■ **Exercise brief**
Retype every line of the material below word for word, without changing anything.

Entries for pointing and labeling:
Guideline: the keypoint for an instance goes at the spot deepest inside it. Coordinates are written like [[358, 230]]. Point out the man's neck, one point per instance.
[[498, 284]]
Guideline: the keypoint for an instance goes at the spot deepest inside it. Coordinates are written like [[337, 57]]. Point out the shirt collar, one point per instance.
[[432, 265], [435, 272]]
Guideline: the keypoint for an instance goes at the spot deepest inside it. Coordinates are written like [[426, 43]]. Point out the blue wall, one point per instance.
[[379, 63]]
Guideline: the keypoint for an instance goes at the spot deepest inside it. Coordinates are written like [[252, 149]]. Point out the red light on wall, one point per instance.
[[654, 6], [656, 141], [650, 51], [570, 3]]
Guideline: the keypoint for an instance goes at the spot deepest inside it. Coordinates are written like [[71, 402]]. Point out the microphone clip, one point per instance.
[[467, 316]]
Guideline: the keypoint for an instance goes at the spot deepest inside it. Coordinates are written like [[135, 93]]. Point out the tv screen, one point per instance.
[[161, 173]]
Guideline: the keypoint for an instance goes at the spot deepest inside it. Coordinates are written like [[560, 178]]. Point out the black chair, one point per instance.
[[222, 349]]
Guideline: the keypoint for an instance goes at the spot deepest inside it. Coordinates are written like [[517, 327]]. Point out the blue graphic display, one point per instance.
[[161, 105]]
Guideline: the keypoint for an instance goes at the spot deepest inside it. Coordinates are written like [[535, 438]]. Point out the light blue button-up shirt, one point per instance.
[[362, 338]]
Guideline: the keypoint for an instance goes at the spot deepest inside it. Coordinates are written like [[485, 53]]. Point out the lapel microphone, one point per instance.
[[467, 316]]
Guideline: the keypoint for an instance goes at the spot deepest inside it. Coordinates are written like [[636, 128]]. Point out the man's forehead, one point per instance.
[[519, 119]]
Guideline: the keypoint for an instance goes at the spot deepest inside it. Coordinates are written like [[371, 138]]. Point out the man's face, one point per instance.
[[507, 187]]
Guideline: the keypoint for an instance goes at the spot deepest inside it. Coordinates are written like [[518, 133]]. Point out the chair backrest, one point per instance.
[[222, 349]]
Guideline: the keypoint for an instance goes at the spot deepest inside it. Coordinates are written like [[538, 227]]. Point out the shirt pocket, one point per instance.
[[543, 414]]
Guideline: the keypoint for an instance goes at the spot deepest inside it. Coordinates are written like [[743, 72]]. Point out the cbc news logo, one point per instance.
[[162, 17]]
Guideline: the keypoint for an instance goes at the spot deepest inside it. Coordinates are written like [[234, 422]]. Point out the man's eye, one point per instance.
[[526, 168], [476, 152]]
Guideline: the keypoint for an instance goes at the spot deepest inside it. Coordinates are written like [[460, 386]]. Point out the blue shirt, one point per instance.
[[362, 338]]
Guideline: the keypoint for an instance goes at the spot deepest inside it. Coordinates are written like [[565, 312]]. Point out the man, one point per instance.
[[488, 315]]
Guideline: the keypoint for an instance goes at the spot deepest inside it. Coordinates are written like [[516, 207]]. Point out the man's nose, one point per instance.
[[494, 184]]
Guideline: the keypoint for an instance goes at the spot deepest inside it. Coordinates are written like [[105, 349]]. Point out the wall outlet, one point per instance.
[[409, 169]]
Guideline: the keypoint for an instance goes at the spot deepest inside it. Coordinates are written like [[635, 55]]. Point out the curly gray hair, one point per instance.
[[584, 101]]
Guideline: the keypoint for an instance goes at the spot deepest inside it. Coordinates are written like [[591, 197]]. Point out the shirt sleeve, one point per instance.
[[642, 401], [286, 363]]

■ **Answer in full**
Guideline: the keypoint for an instance goes at the spot deepest inside it. Coordinates are written like [[358, 230]]. Point out the man's neck, one point per instance.
[[498, 284]]
Guideline: the keypoint for an instance goes at the spot deepest inside it. Coordinates are written like [[337, 57]]. Point out the shirt collar, one point per instance.
[[432, 265], [435, 272]]
Guideline: the keypoint for an instance goes at the spot deepest inside it. Coordinates are written like [[426, 43]]. Point out the blue wall, one point per instance.
[[379, 63]]
Guideline: the keypoint for an instance goes at the spot deepest inside it. Coordinates are written like [[252, 149]]. Point out the red light on wall, one point per instance.
[[654, 6], [656, 141], [650, 51], [570, 3]]
Guideline: the keypoint for an instance goes at the spot deepest inside it. Coordinates are written like [[71, 402]]. Point out the microphone clip, one point per instance.
[[467, 316]]
Guideline: the keypoint for an instance goes at the spot deepest inside it. Coordinates are written like [[135, 93]]. Point out the tv screen, one point per instance.
[[161, 173]]
Guideline: the keypoint for an instance goes at the spot deepest inside it. Coordinates are written like [[560, 178]]. Point out the black chair, one point per instance.
[[222, 349]]
Guideline: the keypoint for an instance goes at the spot deepest inside it. Coordinates are written like [[517, 327]]. Point out the blue graphic display, one point per instance.
[[161, 105]]
Guideline: the keypoint for an instance goes at the spot deepest inside it. Coordinates are written like [[535, 438]]. Point out the light blue button-up shirt, one point per instance.
[[362, 338]]
Guideline: the keypoint for an instance goes at the spot deepest inside it. Coordinates are written like [[485, 53]]. Point out the lapel microphone, one point per instance.
[[467, 316]]
Guideline: the keypoint for an instance goes at the spot deepest inside it. Coordinates are written like [[636, 128]]. Point out the man's forehead, one point per instance.
[[519, 119]]
Guideline: the keypoint for an instance goes at the spot deepest inside it. Coordinates are written like [[371, 138]]. Point out the man's face, one point per instance.
[[507, 187]]
Guideline: the keypoint for an instance goes at the spot deepest inside it. Coordinates are written like [[518, 133]]. Point out the chair backrest, one point per instance.
[[222, 349]]
Guideline: the keypoint for an instance goes at the spot deepest inside it. Coordinates are written like [[538, 227]]. Point out the shirt pocket, one point per instance.
[[543, 414]]
Guideline: the keypoint for an instance goes at the spot deepest inside it. Coordinates are written like [[743, 72]]. Point out the cbc news logo, one point per instance.
[[162, 17]]
Guideline: the keypoint for an instance goes at the spot deepest inside it. Coordinates are written like [[234, 422]]. Point out the man's eye, one point per instance.
[[526, 168], [476, 152]]
Guideline: the keypoint for an instance goes at the spot deepest inside it. Coordinates are written like [[460, 386]]. Point out the blue shirt, one point per instance.
[[362, 338]]
Guideline: the keypoint for an instance goes at the spot deepest inside it. Coordinates are written like [[565, 312]]. Point out the man, one point per instance.
[[488, 315]]
Guideline: the keypoint for an instance goes at the spot deepest inside it. Coordinates are written like [[516, 207]]. Point out the man's nose, one point per instance.
[[494, 184]]
Guideline: the keypoint for an instance goes at the spot deepest inside it. Coordinates are written like [[105, 349]]. Point out the wall outlet, one point per instance.
[[409, 169]]
Guideline: the keypoint for an instance goes at the spot deepest inside it. Coordinates are written like [[635, 55]]. Point out the curly gray hair, one point per instance.
[[584, 101]]
Guideline: the keypoint for an instance goes at the spot deepest inside it. Coordinates are written like [[591, 197]]. Point out the shirt sleeve, one point per instance.
[[642, 401], [286, 363]]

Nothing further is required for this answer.